**Exercise goal:**
Reproduce the part of the data that opens with the line containing "Locate the leather" and runs through the end of the data, both ends included. Leave the pictures out of your answer.

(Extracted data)
▽

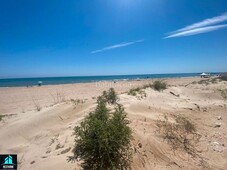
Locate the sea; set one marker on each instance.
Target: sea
(20, 82)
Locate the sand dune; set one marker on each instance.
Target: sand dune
(43, 139)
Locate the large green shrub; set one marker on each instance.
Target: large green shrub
(103, 139)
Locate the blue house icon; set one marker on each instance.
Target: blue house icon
(8, 160)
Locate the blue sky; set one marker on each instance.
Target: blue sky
(42, 38)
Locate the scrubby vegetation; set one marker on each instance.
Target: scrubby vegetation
(103, 137)
(159, 85)
(223, 93)
(110, 96)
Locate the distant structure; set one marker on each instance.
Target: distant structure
(40, 83)
(204, 75)
(223, 76)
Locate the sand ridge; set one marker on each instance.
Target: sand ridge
(43, 139)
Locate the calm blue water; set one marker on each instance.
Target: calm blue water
(15, 82)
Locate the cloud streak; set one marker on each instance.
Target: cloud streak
(197, 31)
(124, 44)
(200, 27)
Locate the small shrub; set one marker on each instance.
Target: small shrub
(109, 96)
(103, 139)
(223, 93)
(159, 85)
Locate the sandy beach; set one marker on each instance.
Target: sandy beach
(38, 122)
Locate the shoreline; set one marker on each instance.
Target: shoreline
(100, 81)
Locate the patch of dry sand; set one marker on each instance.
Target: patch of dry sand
(44, 139)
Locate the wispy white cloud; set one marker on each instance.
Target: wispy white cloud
(200, 27)
(124, 44)
(197, 31)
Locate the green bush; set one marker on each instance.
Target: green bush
(159, 85)
(103, 139)
(110, 96)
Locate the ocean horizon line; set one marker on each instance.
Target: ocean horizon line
(34, 81)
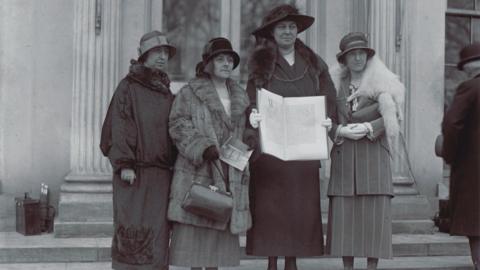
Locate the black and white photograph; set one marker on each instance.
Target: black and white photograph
(356, 125)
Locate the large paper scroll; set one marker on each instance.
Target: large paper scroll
(291, 127)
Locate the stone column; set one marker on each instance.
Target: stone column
(85, 206)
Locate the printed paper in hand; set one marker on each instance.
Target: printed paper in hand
(235, 153)
(291, 127)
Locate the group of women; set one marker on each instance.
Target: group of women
(159, 145)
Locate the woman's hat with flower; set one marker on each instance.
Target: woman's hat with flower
(283, 13)
(353, 41)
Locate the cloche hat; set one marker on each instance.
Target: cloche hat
(353, 41)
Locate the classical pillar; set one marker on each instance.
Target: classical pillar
(85, 206)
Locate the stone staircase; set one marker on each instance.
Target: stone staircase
(416, 244)
(411, 251)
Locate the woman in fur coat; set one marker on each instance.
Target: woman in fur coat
(135, 139)
(286, 194)
(208, 111)
(369, 104)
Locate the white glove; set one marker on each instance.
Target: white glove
(128, 175)
(327, 123)
(353, 131)
(255, 118)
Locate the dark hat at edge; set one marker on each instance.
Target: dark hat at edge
(468, 54)
(283, 13)
(354, 41)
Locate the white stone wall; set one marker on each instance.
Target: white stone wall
(35, 87)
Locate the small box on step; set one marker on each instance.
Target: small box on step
(28, 215)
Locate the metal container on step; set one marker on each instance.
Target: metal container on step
(28, 220)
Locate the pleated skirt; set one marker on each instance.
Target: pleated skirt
(193, 246)
(360, 226)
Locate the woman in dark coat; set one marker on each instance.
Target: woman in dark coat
(461, 149)
(208, 111)
(142, 155)
(369, 104)
(286, 194)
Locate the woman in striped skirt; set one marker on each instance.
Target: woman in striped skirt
(369, 100)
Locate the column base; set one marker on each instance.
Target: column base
(85, 207)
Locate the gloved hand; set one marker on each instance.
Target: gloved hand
(127, 175)
(327, 123)
(255, 118)
(353, 131)
(252, 142)
(211, 153)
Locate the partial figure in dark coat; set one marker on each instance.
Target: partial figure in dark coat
(369, 104)
(461, 149)
(285, 195)
(135, 138)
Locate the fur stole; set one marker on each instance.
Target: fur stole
(382, 85)
(204, 89)
(153, 79)
(264, 58)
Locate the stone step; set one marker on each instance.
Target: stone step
(7, 213)
(401, 263)
(16, 248)
(66, 229)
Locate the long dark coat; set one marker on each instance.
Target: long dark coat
(461, 149)
(139, 140)
(285, 195)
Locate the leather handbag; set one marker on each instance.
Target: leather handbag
(209, 202)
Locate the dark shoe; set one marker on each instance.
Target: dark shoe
(272, 263)
(290, 263)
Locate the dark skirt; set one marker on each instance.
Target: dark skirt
(360, 226)
(142, 231)
(285, 206)
(193, 246)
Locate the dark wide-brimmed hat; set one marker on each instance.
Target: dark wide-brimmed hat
(283, 13)
(153, 40)
(468, 54)
(217, 46)
(353, 41)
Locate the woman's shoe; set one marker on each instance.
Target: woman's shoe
(272, 263)
(290, 263)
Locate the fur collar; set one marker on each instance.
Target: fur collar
(264, 58)
(153, 79)
(381, 84)
(204, 89)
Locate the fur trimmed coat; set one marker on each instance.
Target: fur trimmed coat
(198, 120)
(381, 85)
(135, 136)
(362, 167)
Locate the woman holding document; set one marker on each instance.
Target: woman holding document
(369, 105)
(208, 111)
(285, 195)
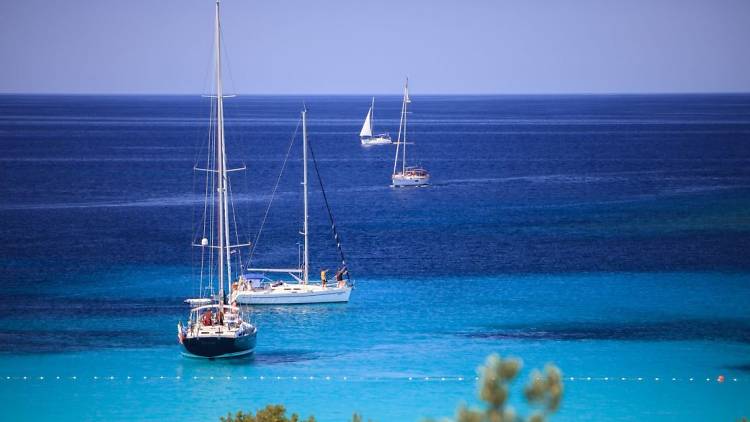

△

**Exercise output:**
Locate the leather handbag; set one marker on each instance.
Target: leather handbag
(209, 202)
Locate the dark shoe; set one marker on each instance.
Target: dark shoe
(272, 263)
(290, 263)
Locate the dark skirt; set one marker on each instance.
Target: dark skirt
(360, 226)
(142, 231)
(285, 206)
(193, 246)
Locate the dark wide-brimmed hat; set one marker on each instance.
Target: dark wide-brimmed hat
(283, 13)
(153, 40)
(468, 54)
(217, 46)
(353, 41)
Locate the woman's shoe; set one marker on each instance.
Target: woman's shoe
(272, 263)
(290, 263)
Locate the fur collar; set one marker on each instance.
Target: fur collar
(264, 58)
(153, 79)
(381, 84)
(204, 89)
Locate the fur trimmed coat; set one marker on each instance.
Target: fur trimmed coat
(198, 120)
(381, 85)
(135, 136)
(362, 167)
Locate the woman holding document; set one marker on each instance.
Target: woman holding document
(369, 105)
(208, 111)
(285, 195)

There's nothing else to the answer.